BEGIN Extracted text
Wednesday, September 22, 2010

One person CAN make a difference

     So there I was, at the orientation for the kid's new school looking lost as ever, if I had passed a mirror I probably would have seen a sign on my forehead attesting to the fact that I was new and had no clue about what I was doing or where I should go.  There were a few who pointed me in this direction or that direction and plenty who offered a welcome or kind word...but there was one who sought me out even after orientation was over and extended an invitation...

     Since that first invitation there have been many others as this one continued to extend herself in order to make me feel welcome and less overwhelmed with all that was new and sometimes confusing.  From practical things like how to find places and where to park, to more personal things like a cook-out at her home and lunch out, she was a known face in a sea of many who sought me out and made me feel like I didn't have to figure out everthing on my own.
END Extracted text
BEGIN Records provided
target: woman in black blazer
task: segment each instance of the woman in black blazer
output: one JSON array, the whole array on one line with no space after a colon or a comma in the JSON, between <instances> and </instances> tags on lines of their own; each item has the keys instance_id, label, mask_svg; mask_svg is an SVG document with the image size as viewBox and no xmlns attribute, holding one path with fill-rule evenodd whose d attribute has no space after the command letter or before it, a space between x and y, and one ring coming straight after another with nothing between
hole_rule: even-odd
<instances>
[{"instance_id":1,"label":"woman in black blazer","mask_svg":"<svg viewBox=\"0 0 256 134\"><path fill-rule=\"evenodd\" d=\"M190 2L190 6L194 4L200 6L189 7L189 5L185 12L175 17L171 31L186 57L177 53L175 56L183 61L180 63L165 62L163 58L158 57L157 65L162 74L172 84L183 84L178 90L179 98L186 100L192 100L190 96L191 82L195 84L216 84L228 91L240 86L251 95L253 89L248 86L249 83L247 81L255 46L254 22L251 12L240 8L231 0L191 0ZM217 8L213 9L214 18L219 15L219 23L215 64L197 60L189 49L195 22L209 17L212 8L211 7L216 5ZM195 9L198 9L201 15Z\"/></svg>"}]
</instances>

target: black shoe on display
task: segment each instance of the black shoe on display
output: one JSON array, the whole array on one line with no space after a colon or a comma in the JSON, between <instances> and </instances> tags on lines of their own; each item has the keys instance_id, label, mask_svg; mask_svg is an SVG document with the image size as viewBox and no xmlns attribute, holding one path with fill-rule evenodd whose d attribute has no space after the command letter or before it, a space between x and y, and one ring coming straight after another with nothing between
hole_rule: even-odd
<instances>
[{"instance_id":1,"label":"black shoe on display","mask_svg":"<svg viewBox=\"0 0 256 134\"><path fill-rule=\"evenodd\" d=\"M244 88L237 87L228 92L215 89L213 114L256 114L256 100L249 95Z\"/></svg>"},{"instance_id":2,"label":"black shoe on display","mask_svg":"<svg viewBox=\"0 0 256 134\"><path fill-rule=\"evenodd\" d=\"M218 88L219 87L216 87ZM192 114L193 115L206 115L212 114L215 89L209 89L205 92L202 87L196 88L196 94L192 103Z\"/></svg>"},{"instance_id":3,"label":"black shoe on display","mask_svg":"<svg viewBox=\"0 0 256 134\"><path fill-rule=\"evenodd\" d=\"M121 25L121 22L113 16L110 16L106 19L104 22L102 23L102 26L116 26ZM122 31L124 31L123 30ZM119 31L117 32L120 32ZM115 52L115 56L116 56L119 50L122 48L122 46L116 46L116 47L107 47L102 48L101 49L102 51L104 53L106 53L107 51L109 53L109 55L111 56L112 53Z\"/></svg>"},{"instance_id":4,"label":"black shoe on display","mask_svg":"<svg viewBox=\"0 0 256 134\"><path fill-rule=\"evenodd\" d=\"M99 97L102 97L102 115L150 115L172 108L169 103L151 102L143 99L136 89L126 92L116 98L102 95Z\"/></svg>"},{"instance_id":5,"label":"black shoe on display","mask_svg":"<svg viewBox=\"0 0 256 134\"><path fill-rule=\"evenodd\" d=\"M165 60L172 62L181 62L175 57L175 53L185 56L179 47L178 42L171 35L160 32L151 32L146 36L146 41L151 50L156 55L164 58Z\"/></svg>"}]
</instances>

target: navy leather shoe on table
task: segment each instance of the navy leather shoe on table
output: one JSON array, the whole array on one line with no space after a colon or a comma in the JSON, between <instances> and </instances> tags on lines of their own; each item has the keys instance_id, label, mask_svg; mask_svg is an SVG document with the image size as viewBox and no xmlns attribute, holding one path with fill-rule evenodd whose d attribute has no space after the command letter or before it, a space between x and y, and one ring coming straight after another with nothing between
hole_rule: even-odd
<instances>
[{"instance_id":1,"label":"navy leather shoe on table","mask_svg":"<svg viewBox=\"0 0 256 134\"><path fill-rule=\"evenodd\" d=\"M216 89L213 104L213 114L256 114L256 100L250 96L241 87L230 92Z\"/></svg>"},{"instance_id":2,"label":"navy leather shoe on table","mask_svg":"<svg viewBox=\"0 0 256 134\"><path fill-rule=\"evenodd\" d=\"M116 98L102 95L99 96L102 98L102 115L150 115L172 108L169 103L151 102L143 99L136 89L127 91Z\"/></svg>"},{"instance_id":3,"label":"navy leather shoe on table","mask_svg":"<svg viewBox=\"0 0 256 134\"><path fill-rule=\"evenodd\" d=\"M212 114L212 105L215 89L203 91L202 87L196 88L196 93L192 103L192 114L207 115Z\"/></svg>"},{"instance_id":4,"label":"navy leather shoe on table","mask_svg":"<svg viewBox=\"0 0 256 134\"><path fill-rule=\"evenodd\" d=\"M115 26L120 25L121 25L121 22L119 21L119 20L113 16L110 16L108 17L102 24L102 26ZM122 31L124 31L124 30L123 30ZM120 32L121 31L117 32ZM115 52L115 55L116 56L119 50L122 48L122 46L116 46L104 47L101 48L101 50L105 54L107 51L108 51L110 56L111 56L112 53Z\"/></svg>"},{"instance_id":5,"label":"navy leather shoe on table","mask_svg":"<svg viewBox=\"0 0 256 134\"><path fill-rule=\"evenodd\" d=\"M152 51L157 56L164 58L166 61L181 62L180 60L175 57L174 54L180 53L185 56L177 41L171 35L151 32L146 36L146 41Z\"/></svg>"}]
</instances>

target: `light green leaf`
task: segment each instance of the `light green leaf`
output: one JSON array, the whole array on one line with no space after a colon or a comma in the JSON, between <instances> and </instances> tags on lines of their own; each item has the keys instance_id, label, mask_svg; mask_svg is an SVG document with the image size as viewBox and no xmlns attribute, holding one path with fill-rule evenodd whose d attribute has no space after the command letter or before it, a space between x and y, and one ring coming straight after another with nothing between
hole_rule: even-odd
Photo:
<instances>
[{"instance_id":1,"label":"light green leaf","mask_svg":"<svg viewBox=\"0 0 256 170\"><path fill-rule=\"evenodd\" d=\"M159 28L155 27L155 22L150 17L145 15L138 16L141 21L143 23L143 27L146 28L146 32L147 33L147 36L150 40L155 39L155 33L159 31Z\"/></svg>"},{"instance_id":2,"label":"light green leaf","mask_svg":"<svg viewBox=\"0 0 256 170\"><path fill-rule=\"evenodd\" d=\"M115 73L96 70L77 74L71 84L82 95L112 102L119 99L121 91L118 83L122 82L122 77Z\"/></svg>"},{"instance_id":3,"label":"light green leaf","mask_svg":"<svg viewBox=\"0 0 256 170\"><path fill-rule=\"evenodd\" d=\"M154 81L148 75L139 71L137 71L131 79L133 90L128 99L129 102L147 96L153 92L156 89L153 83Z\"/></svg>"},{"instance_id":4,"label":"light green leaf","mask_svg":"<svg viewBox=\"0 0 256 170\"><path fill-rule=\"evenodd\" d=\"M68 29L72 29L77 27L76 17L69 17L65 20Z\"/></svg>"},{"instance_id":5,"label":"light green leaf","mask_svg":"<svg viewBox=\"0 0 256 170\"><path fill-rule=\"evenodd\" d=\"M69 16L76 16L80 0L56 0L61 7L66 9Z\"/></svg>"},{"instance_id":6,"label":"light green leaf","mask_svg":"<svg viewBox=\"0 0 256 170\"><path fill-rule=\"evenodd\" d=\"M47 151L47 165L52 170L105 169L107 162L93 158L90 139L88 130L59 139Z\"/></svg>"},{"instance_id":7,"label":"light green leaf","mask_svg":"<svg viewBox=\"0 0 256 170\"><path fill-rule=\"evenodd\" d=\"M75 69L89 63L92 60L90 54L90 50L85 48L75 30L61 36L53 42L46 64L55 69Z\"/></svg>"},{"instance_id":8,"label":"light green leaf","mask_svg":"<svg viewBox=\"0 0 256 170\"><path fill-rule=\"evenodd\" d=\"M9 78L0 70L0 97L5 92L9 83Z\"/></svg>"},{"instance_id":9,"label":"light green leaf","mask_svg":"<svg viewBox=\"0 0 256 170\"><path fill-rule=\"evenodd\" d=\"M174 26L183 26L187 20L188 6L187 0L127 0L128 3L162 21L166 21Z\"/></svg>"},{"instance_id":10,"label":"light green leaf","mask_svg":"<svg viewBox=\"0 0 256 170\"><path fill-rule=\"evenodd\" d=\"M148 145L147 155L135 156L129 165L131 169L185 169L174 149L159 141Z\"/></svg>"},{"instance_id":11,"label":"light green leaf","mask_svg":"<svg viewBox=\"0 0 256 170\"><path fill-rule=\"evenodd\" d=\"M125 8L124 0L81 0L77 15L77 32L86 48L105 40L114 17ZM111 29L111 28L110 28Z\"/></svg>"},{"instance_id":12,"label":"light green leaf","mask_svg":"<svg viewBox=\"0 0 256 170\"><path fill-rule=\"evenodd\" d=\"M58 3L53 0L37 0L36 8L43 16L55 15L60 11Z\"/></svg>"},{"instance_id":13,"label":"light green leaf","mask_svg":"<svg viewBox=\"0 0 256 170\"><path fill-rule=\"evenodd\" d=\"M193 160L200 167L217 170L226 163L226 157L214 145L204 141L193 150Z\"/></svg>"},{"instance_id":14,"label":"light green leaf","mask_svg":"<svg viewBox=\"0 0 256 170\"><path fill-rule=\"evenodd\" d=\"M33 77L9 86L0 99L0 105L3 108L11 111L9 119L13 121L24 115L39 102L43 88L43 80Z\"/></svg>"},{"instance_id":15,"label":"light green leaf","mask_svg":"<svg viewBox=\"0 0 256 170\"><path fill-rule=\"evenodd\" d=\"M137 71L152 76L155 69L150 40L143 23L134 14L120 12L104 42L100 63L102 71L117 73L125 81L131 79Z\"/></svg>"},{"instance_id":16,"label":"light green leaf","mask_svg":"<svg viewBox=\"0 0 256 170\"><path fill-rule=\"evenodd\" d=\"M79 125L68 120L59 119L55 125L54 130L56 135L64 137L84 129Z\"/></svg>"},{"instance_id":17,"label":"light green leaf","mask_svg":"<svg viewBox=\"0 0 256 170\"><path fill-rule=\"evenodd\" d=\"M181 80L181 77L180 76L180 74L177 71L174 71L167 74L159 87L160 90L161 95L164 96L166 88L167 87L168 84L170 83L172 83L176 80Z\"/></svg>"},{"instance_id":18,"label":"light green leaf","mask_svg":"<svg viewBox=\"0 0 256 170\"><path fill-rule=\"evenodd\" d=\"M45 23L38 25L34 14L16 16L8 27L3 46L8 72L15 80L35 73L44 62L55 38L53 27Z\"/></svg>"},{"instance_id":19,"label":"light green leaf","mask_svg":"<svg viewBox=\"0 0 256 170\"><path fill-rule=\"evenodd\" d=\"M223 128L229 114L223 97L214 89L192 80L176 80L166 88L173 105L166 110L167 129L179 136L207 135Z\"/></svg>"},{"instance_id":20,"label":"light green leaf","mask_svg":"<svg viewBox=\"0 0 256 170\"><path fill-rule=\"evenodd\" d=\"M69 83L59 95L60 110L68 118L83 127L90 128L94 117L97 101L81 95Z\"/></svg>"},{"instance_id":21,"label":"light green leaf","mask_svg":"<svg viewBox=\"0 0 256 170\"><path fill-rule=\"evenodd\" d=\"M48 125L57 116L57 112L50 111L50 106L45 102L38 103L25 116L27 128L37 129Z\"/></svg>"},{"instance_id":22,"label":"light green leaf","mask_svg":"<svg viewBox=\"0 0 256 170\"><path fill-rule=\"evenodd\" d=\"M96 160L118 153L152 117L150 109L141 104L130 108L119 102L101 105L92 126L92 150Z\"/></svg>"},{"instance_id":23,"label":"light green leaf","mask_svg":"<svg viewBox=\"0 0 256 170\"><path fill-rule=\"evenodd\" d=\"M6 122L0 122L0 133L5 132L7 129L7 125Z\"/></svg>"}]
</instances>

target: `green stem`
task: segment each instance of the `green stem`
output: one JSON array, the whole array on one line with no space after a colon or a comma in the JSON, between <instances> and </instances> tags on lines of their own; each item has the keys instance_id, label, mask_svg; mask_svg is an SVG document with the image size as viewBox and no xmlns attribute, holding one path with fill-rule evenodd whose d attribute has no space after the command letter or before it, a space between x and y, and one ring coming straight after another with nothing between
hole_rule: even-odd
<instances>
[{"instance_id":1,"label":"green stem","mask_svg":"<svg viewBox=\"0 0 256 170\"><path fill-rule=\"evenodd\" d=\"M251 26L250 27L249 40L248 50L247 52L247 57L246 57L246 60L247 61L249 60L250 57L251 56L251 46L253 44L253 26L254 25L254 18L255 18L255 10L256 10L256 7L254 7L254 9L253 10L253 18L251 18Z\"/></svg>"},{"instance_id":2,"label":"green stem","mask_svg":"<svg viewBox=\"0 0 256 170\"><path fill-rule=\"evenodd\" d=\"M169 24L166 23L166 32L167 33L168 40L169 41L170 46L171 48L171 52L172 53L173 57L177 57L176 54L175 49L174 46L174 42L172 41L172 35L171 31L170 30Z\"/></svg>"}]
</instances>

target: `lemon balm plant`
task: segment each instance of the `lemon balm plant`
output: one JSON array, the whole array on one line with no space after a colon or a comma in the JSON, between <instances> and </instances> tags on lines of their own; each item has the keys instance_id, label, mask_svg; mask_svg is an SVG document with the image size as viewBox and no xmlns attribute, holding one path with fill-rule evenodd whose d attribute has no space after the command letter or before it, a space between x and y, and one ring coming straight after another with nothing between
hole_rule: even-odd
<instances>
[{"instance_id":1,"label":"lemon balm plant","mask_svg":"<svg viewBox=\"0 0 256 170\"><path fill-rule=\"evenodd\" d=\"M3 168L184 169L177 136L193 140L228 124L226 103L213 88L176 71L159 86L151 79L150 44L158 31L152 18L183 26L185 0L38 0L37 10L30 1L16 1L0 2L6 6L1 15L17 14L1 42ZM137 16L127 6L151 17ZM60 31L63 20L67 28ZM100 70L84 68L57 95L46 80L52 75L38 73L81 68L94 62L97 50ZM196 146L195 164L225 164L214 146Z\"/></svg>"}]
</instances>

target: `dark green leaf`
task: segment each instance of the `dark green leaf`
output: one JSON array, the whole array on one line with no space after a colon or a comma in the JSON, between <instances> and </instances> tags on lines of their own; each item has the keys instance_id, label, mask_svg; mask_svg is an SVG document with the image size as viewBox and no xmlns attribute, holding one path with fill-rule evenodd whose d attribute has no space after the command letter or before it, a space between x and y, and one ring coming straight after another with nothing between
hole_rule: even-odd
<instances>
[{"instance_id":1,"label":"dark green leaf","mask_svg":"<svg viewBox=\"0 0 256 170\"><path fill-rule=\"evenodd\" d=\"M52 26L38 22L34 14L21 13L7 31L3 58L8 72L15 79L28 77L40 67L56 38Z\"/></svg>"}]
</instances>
END Records provided
## What this exercise asks
1 – Do these statements agree with the school-orientation post? (a) The post is dated Wednesday, September 22, 2010. (b) Only one person offered the writer a welcome at orientation. (c) The writer was invited to a cook-out at the helper's home. Answer yes or no for each, quoting the deciding words.
2 – In the school-orientation post, what does the passage starting with "One person CAN" and going on through "extended an invitation..." read as once you rename "orientation" to "open house" throughout?
3 – In the school-orientation post, which practical things did the helper show the writer?

## Solutions by task
1 –
(a) Yes: "Wednesday, September 22, 2010"
(b) No: "plenty who offered a welcome or kind word"
(c) Yes: "a cook-out at her home"

2 –
One person CAN make a difference

     So there I was, at the open house for the kid's new school looking lost as ever, if I had passed a mirror I probably would have seen a sign on my forehead attesting to the fact that I was new and had no clue about what I was doing or where I should go.  There were a few who pointed me in this direction or that direction and plenty who offered a welcome or kind word...but there was one who sought me out even after open house was over and extended an invitation...

3 – How to find places and where to park.